**EXERCISE MATERIALS:**
▽
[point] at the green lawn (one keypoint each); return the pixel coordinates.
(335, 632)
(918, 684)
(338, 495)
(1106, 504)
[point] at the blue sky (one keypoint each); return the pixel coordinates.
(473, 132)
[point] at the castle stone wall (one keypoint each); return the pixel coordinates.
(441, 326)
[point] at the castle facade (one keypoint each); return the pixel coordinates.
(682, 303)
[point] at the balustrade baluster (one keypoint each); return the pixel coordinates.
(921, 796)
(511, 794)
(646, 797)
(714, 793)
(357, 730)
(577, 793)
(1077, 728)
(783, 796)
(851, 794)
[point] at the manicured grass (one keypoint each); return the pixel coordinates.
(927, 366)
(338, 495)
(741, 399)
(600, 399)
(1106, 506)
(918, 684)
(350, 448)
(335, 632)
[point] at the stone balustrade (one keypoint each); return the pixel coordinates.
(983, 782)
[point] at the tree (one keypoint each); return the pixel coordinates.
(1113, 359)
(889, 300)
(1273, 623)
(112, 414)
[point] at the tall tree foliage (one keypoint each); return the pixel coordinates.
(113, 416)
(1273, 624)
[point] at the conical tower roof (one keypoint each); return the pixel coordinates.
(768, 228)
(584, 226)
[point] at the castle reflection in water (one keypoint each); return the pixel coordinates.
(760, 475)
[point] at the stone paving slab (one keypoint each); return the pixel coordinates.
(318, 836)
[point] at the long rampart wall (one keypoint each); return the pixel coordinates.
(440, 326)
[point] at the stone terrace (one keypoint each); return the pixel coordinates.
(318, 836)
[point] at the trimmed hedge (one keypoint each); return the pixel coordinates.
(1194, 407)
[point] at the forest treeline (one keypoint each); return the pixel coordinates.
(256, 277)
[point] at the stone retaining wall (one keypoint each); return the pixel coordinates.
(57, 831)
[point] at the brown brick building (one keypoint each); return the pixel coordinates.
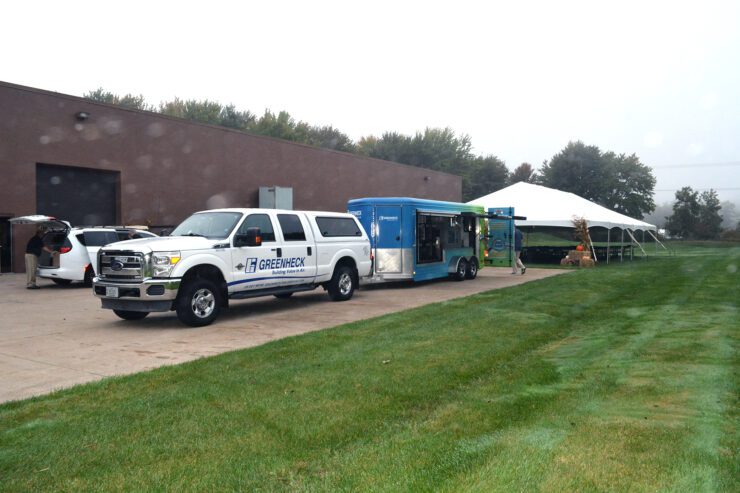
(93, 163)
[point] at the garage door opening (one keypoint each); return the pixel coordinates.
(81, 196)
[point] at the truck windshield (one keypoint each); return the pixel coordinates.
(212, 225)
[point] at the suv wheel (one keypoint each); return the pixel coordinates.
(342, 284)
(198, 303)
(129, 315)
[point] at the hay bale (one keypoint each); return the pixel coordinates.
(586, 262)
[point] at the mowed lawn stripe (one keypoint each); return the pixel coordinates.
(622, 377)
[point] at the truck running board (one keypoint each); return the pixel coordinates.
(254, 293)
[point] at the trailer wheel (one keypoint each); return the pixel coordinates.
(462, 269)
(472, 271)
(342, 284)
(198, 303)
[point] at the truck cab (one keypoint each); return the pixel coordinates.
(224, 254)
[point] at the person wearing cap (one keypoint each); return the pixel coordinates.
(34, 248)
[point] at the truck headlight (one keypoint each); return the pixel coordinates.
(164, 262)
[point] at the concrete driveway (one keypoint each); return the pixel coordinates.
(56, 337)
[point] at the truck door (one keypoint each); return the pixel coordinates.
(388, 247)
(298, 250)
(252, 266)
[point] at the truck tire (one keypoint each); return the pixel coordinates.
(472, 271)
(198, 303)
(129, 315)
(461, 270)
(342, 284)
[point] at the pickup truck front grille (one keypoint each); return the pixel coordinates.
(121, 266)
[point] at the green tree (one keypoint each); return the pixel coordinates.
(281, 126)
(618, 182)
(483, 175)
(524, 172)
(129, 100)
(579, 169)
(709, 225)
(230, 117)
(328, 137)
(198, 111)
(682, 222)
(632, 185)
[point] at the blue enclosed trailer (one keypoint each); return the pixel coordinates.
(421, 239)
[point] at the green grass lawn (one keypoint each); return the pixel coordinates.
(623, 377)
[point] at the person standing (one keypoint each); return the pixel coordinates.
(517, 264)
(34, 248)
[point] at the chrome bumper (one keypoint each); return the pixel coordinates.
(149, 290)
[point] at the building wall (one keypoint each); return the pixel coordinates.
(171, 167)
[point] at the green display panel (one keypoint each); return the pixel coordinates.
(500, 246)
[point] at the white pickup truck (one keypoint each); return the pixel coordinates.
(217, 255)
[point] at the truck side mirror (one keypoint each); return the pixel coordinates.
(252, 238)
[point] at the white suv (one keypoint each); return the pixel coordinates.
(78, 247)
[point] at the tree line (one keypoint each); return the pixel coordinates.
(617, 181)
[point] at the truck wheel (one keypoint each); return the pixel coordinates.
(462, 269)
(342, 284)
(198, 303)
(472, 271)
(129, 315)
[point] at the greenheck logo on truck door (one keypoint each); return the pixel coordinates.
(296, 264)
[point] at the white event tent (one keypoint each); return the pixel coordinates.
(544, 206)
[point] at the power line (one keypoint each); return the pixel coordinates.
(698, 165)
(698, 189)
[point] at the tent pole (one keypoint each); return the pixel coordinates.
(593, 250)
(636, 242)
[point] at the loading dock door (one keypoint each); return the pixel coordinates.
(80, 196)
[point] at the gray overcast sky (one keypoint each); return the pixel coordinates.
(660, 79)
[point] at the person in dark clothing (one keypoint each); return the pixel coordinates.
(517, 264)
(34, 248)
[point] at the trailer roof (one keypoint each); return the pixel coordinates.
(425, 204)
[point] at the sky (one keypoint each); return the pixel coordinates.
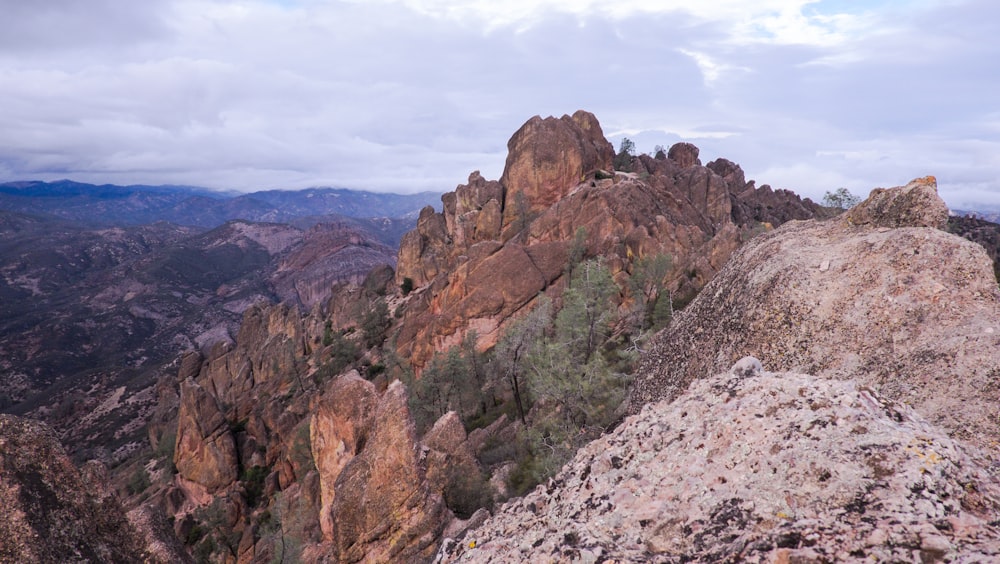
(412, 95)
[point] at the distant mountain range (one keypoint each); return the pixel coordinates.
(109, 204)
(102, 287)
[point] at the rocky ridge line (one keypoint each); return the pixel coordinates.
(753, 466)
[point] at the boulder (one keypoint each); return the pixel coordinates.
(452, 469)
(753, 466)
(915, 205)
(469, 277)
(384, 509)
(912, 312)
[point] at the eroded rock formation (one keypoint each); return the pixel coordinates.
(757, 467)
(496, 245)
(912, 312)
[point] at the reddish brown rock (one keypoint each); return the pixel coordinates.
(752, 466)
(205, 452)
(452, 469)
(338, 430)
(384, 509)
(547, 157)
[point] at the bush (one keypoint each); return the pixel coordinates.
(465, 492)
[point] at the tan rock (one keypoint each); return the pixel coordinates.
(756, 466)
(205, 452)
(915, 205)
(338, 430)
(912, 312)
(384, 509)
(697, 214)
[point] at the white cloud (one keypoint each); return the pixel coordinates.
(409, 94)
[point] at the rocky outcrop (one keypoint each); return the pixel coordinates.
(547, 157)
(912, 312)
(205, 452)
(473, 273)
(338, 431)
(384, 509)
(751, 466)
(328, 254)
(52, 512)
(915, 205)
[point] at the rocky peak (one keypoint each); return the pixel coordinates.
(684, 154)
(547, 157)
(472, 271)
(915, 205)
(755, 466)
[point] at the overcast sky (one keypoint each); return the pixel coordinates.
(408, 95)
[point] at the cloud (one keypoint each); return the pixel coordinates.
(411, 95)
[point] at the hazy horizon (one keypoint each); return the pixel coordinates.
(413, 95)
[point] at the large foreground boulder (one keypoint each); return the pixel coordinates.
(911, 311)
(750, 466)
△
**WHAT THE EXERCISE ASKS:** Return each record exactly as given, excluding any image.

**ANSWER SECTION:**
[point] at the green lawn (one keypoint each); return the pixel coordinates.
(335, 632)
(918, 684)
(338, 495)
(1106, 504)
[point] at the blue sky (one keypoint each); return the pixel coordinates.
(473, 132)
[point] at the castle stone wall (one keypoint each); return the pixel coordinates.
(441, 326)
[point] at the castle facade (one keypoint each); return the pixel coordinates.
(682, 303)
[point] at the balustrade baluster (one keypoint each); return the pixel coordinates.
(921, 796)
(511, 794)
(646, 797)
(714, 793)
(357, 730)
(577, 793)
(1077, 728)
(783, 796)
(851, 794)
[point] at the manicured grass (one keypoint each); return the pixel coordinates.
(927, 366)
(338, 495)
(741, 399)
(600, 399)
(1106, 506)
(918, 684)
(350, 448)
(335, 632)
[point] at the stone balustrade (one keypoint each); return the pixel coordinates.
(983, 782)
[point] at the tree (one keypoint each); return the pixel coordinates.
(1113, 359)
(889, 300)
(1273, 623)
(112, 414)
[point] at the tall tree foliage (one keypoint each); return the pixel coordinates.
(113, 416)
(1273, 624)
[point] at the conical tower roof (one keypoint each); return the pixel coordinates.
(768, 228)
(584, 226)
[point] at the castle reflection in water (one keypoint each); return the pixel coordinates.
(760, 475)
[point] at the stone paving slab (one keypoint each); return the pixel coordinates.
(318, 836)
[point] at the long rampart wall (one keypoint each); return the pixel coordinates.
(440, 326)
[point] at the stone terrace (one keypoint each); return the pixel coordinates.
(318, 836)
[point] at the trimmed hedge (one keypoint each); return the pixel coordinates.
(1194, 407)
[point] at the forest treeline (one keypoint each); return the pixel coordinates.
(256, 277)
[point] at the stone retaining wall (one keypoint each); return the pixel coordinates.
(57, 831)
[point] at the brown brick building (one keypoint each); return the pixel coordinates.
(93, 163)
[point] at the garage door opening (one keypoint each); return the pixel coordinates.
(81, 196)
[point] at the truck windshield (one keypoint each); return the pixel coordinates.
(212, 225)
[point] at the suv wheel (one keypoint each); return the pixel coordinates.
(342, 284)
(198, 303)
(129, 315)
[point] at the hay bale (one keypoint each); return the pixel coordinates.
(586, 262)
[point] at the mowed lawn stripe (one keypoint each); return the pixel coordinates.
(622, 377)
[point] at the truck running board (one keypoint each); return the pixel coordinates.
(254, 293)
[point] at the trailer wheel (one keypoint each); return the pixel coordinates.
(462, 269)
(472, 271)
(342, 284)
(198, 303)
[point] at the truck cab (one keypoint each); return the pixel coordinates.
(224, 254)
[point] at the person wearing cap (one keypoint each); return the pixel coordinates.
(34, 248)
[point] at the truck headlight (one keypoint each); return the pixel coordinates.
(164, 262)
[point] at the concrete driveway (one keypoint each); return the pixel coordinates.
(56, 337)
[point] at the truck door (one keypoint each); return the pixel coordinates.
(388, 247)
(298, 250)
(252, 266)
[point] at the truck tire (one keypoint each); return the pixel coordinates.
(472, 271)
(198, 303)
(129, 315)
(461, 270)
(342, 284)
[point] at the pickup truck front grille (one keypoint each); return the pixel coordinates.
(121, 266)
[point] at the green tree (one keypoint each); return the pixel coordinates.
(281, 126)
(618, 182)
(483, 175)
(524, 172)
(129, 100)
(579, 169)
(709, 225)
(230, 117)
(328, 137)
(198, 111)
(682, 222)
(632, 185)
[point] at the blue enclosed trailer (one keypoint each); return the pixel coordinates.
(421, 239)
[point] at the green grass lawn (one keypoint each); return the pixel coordinates.
(623, 377)
[point] at the person standing (one keypoint each); return the pixel coordinates.
(517, 264)
(34, 248)
[point] at the chrome bumper (one keypoint each); return the pixel coordinates.
(149, 290)
[point] at the building wall (one keypoint each); return the pixel coordinates.
(171, 167)
[point] at the green display panel (one keypoint each); return the pixel coordinates.
(500, 246)
[point] at the white pickup truck (one keypoint each); return the pixel coordinates.
(217, 255)
[point] at the truck side mirror (one keypoint each); return the pixel coordinates.
(252, 238)
[point] at the white suv (one keypoint each); return the pixel coordinates.
(78, 247)
[point] at the tree line (one keypoint each); return the pixel coordinates.
(617, 181)
[point] at the truck wheel (one keypoint each); return the pixel coordinates.
(462, 269)
(342, 284)
(198, 303)
(472, 271)
(129, 315)
[point] at the greenheck logo on truck door (one keypoint each); return the pixel coordinates.
(296, 264)
[point] at the white event tent (one keypoint each); return the pixel coordinates.
(544, 206)
[point] at the power line (one keypoint each); return the pixel coordinates.
(698, 165)
(698, 189)
[point] at the tent pole (one keypoint each); return the pixel coordinates.
(593, 250)
(636, 242)
[point] at the loading dock door (one keypoint each); return the pixel coordinates.
(80, 196)
[point] at the gray overcast sky (one keypoint each); return the pixel coordinates.
(660, 79)
[point] at the person in dark clothing (one keypoint each); return the pixel coordinates.
(517, 264)
(34, 248)
[point] at the trailer roof (one keypoint each); return the pixel coordinates.
(425, 204)
[point] at the sky (one keypoint each); return the pixel coordinates.
(412, 95)
[point] at the distant mountain range (one keypoint each); return the pixel coordinates.
(109, 204)
(102, 287)
[point] at the rocky ridge line (one keypoint each); return the pixel coordinates.
(753, 466)
[point] at the boulder (one keypoint each); return the pixel coordinates.
(452, 469)
(753, 466)
(915, 205)
(469, 277)
(384, 509)
(912, 312)
[point] at the eroded rock formation (one keypoint each); return the pixel coordinates.
(757, 467)
(496, 245)
(912, 312)
[point] at the reddish brown rock (one keypoint each); return the pixel coordinates.
(752, 466)
(205, 452)
(452, 469)
(338, 430)
(384, 509)
(547, 157)
[point] at the bush (one keypoint each); return the pixel coordinates.
(465, 492)
[point] at the tan rock (one keypoint each); return the pixel coordinates.
(756, 466)
(205, 452)
(915, 205)
(338, 430)
(912, 312)
(384, 509)
(697, 214)
[point] at the white cloud (one keypoint each); return the pixel coordinates.
(409, 94)
[point] at the rocky outcrop (one keypoint each); return the pixel coordinates.
(547, 157)
(912, 312)
(205, 452)
(473, 273)
(338, 431)
(384, 509)
(751, 466)
(328, 254)
(52, 512)
(915, 205)
[point] at the rocky peak (one keypoint each); return the pixel coordinates.
(684, 154)
(547, 157)
(472, 271)
(915, 205)
(755, 466)
[point] at the overcast sky (one keypoint each); return the pixel coordinates.
(408, 95)
[point] at the cloud (one keypoint each); return the pixel coordinates.
(411, 95)
[point] at the hazy horizon (one keypoint each); return the pixel coordinates.
(413, 95)
[point] at the large foreground boulder (one keypoint each); return the pixel coordinates.
(911, 311)
(750, 466)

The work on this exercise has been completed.